╭──
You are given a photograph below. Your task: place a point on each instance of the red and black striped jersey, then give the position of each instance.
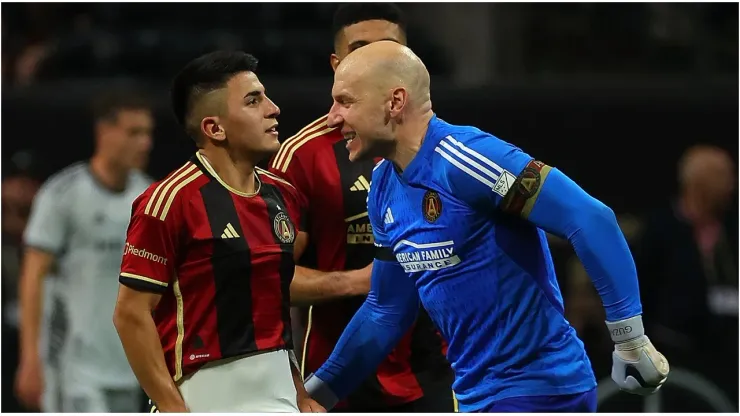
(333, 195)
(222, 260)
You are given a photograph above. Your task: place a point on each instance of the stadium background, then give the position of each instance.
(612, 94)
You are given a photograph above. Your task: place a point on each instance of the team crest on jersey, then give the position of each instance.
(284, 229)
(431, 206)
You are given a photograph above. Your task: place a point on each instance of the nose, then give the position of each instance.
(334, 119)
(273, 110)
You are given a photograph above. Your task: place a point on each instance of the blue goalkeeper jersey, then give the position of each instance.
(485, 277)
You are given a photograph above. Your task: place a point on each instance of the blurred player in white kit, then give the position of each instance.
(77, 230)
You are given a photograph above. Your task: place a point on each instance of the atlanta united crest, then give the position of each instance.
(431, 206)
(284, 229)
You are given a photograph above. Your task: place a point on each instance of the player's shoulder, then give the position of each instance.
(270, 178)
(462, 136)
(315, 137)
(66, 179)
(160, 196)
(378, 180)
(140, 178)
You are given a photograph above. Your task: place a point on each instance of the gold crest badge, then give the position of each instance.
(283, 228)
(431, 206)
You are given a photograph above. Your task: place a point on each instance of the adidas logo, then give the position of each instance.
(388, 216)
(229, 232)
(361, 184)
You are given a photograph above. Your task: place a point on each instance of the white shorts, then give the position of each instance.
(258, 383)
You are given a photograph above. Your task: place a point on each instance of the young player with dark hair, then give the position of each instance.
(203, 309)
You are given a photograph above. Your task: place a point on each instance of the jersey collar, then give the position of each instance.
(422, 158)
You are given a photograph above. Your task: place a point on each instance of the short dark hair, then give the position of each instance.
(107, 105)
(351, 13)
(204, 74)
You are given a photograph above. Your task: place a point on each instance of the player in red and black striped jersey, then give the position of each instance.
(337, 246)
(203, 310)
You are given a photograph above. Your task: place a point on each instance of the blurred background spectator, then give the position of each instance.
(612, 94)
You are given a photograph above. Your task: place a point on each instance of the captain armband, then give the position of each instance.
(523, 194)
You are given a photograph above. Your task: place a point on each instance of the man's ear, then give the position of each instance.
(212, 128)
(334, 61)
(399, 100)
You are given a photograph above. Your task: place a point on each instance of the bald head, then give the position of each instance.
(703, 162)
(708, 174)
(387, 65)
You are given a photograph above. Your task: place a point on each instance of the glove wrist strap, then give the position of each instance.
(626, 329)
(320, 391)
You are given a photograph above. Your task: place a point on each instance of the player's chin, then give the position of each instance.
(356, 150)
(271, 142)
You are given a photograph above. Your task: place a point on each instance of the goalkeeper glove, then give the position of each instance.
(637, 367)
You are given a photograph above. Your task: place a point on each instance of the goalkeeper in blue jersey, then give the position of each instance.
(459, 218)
╰──
╭──
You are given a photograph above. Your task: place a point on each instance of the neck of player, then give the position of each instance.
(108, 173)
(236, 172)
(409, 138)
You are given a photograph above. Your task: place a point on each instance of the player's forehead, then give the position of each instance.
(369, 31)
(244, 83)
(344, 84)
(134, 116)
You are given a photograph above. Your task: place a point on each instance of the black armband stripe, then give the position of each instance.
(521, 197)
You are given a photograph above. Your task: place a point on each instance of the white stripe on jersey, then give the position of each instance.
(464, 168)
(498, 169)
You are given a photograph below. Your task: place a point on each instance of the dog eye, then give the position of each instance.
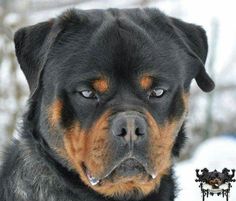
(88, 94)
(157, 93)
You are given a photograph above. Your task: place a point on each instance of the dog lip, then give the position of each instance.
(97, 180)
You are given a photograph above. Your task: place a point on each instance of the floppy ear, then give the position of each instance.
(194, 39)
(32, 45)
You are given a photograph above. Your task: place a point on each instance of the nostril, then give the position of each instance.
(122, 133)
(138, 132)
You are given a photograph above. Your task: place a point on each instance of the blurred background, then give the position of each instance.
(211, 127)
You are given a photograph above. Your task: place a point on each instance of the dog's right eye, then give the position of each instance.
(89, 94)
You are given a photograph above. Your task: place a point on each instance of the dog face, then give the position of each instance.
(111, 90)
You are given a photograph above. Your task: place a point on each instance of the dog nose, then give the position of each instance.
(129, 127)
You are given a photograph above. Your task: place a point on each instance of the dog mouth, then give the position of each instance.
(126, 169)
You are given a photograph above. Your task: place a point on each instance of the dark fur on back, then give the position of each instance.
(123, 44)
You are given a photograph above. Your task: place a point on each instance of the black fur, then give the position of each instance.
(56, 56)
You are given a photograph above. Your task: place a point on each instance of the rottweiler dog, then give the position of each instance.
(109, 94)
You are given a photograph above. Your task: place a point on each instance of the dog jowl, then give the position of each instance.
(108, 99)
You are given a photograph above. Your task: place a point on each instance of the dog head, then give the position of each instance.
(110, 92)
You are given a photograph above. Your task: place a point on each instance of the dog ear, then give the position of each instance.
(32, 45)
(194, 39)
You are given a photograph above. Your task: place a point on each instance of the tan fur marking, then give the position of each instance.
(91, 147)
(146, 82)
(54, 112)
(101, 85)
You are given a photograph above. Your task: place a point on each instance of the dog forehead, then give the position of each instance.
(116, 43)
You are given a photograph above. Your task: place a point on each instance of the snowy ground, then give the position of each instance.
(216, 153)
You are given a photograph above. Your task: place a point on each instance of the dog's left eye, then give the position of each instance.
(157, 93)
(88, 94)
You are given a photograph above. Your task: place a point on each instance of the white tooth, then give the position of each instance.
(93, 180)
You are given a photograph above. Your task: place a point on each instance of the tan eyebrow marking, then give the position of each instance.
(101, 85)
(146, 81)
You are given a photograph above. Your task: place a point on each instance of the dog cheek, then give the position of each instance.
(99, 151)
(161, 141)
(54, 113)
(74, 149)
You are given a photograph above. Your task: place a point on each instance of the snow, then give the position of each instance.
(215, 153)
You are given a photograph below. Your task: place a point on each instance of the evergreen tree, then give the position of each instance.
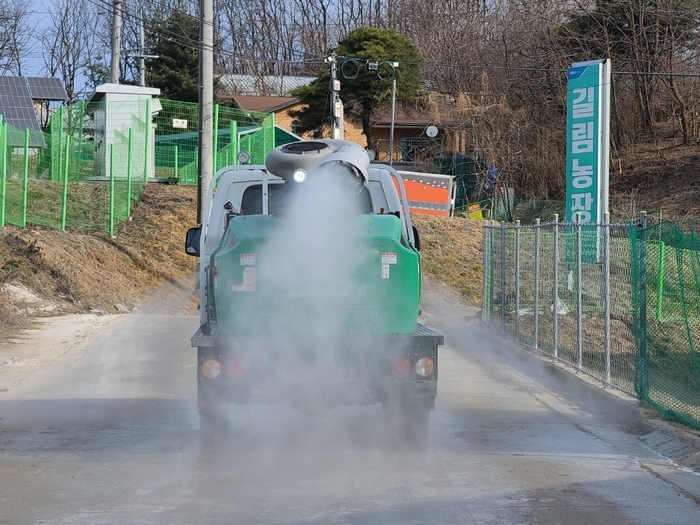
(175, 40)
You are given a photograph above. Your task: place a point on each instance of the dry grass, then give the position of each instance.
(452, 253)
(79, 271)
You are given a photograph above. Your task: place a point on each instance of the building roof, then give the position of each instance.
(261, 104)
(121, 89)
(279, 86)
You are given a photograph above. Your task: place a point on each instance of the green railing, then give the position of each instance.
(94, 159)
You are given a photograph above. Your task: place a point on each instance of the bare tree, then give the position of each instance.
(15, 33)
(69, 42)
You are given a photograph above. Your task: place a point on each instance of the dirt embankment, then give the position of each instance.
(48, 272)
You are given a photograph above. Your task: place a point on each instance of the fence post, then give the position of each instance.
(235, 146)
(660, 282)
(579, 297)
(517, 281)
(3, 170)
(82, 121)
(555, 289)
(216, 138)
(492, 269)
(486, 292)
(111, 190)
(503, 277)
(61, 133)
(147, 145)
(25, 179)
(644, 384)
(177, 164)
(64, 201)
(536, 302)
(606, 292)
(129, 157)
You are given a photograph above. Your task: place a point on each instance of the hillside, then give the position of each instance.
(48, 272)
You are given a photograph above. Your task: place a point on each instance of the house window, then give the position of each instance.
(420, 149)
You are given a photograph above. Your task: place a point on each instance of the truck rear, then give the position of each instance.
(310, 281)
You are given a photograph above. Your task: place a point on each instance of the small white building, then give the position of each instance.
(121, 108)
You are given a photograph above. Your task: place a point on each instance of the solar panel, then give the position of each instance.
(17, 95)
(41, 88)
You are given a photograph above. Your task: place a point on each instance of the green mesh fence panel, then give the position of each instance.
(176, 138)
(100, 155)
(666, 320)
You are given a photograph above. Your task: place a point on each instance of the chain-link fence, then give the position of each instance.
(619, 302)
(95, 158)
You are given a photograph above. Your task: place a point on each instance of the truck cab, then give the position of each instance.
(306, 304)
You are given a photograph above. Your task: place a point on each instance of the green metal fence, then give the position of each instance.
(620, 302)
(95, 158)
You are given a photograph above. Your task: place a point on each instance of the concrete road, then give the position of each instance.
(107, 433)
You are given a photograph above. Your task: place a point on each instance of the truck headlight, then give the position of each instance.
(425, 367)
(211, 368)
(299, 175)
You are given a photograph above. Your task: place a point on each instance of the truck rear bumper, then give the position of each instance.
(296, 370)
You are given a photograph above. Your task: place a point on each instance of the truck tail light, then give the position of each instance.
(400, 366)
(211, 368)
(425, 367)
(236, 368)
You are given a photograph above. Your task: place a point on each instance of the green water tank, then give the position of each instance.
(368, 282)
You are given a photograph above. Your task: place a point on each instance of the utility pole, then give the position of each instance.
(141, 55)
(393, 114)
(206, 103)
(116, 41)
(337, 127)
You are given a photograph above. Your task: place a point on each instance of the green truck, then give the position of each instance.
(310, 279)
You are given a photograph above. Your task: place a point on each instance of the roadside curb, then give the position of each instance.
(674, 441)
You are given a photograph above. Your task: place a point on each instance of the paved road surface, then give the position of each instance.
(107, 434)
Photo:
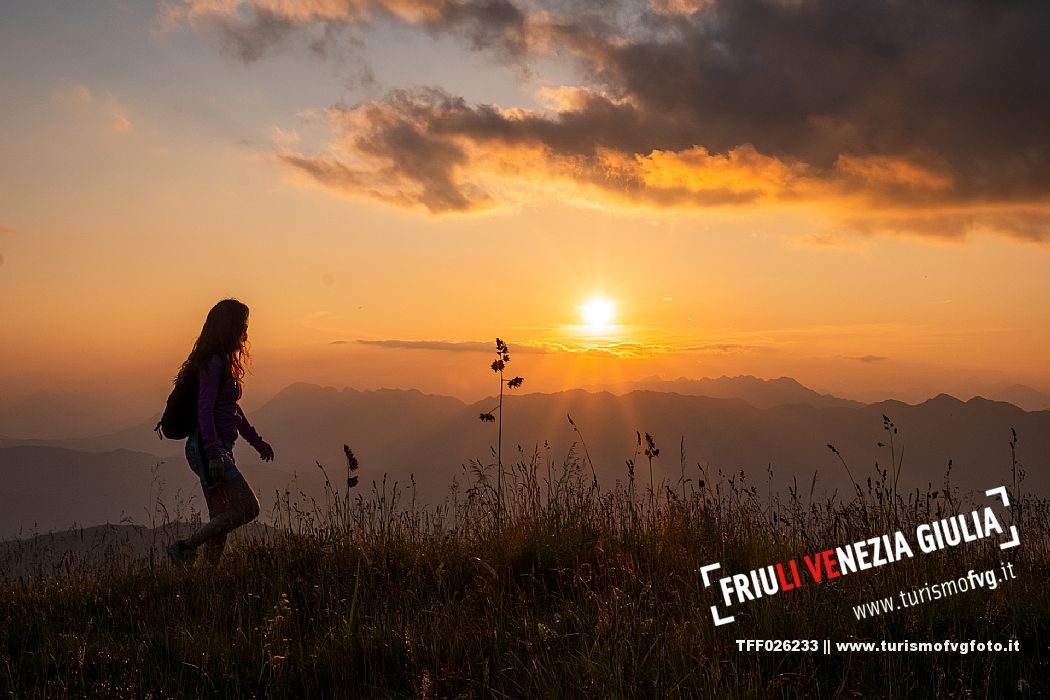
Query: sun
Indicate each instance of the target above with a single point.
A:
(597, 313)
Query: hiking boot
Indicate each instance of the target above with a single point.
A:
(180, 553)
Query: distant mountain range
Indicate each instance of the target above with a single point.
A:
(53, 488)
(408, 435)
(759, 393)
╰──
╭──
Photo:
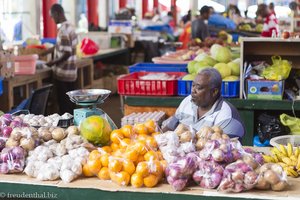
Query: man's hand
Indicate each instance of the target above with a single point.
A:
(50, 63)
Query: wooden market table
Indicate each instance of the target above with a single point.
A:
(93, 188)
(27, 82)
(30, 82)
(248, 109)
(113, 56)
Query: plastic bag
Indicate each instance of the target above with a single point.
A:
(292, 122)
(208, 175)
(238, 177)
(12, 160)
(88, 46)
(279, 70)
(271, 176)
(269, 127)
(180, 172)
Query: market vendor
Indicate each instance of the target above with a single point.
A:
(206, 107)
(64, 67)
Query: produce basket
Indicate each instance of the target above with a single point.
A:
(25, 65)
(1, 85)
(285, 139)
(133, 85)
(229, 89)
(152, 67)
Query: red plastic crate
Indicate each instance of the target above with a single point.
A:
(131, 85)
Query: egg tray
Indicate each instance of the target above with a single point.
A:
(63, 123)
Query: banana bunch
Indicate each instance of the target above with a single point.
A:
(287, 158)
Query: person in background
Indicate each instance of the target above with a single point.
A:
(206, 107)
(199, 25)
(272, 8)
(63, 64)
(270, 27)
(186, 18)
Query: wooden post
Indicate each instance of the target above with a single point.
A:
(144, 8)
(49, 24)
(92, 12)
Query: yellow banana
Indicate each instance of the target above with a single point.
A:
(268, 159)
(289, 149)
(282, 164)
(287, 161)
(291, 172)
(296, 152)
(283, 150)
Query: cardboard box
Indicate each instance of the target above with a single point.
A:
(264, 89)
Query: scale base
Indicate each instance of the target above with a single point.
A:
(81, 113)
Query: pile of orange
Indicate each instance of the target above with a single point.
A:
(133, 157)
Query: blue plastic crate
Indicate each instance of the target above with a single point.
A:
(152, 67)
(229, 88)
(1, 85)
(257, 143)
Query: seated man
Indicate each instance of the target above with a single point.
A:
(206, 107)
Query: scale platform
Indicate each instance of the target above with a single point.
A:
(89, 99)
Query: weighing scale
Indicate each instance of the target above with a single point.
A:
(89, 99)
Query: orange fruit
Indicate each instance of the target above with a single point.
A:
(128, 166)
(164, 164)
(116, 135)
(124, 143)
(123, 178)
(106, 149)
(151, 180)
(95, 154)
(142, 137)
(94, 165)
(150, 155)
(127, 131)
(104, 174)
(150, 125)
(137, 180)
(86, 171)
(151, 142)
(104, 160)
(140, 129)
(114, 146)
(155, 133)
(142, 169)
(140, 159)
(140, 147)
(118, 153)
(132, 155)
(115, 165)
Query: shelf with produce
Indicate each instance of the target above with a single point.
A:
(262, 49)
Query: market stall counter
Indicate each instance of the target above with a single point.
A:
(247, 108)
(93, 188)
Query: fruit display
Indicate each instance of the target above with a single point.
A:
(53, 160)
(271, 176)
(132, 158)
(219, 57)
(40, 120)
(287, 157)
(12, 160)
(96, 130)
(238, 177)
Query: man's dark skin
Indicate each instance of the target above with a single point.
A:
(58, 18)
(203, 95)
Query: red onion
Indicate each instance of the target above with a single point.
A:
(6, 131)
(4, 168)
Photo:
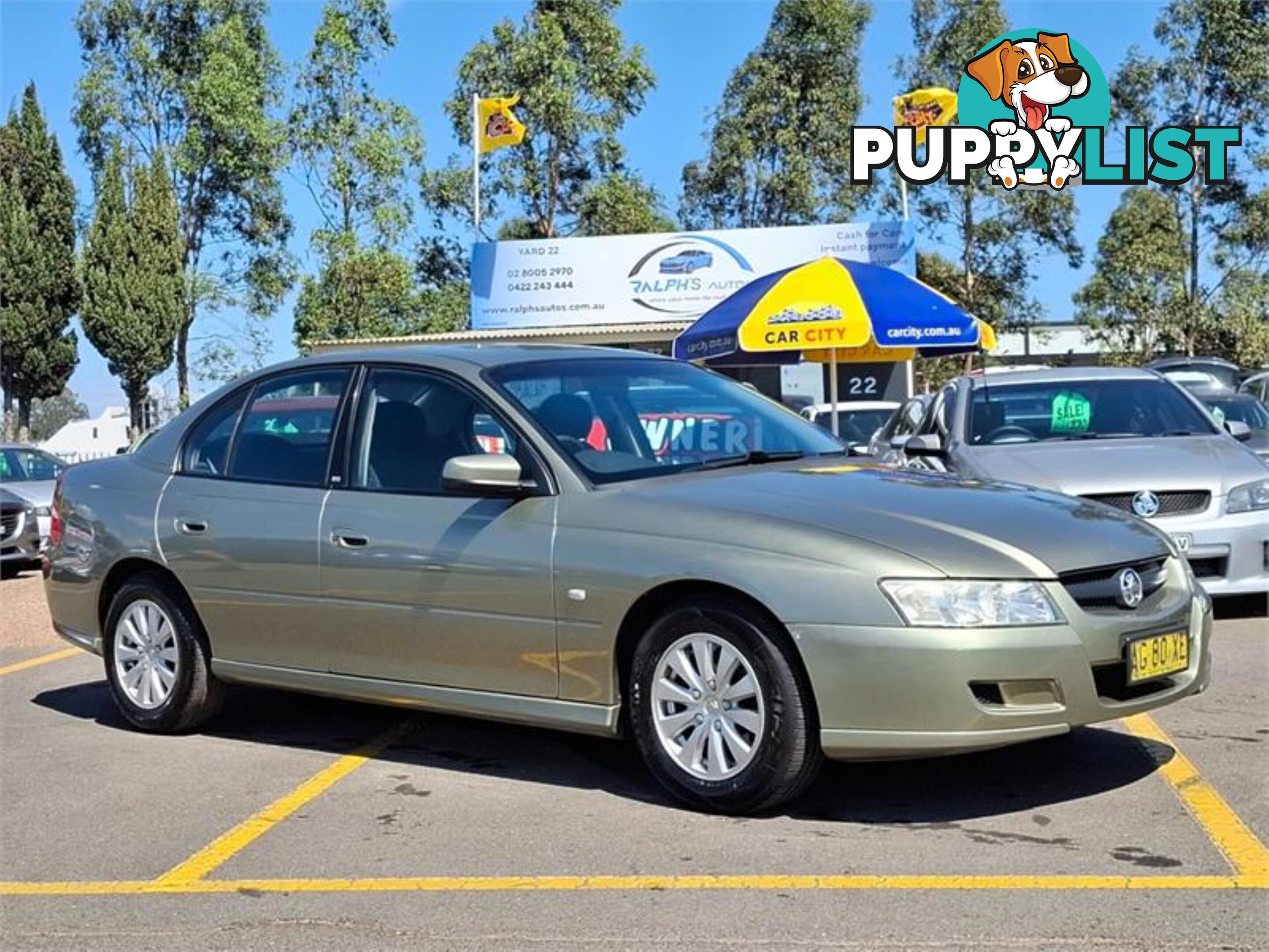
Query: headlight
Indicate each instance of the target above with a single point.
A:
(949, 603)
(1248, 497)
╰──
TASK TO COMPLETE
Identify each line in the listing above that contains the word "player", and copy those lines in full.

FULL ANSWER
You are given a photograph above. Your task: place a point on each instance of the blurred player in white kit, then give the position of each instance.
You are given a photograph above. Your task: place a point on each instance of the player's shoulder, then give the position of each instance.
You are given a photograph above. Your task: place a point on each instance of the young player with dark hair, then give the position of each instance.
You are given a photograph above. Your task: place a point on each instance of the player in red and black striped jersey, then give the position of each instance.
You are given a photograph above. Your task: place a point on each instance of the player's chin, then give the position of each instance.
You are given a photograph above. Your task: place a point on each instance of the neck of player, then give the position of each instance.
You are given a photograph above. Your task: place a point on each instance of the player's forehead, then give the position of each instance.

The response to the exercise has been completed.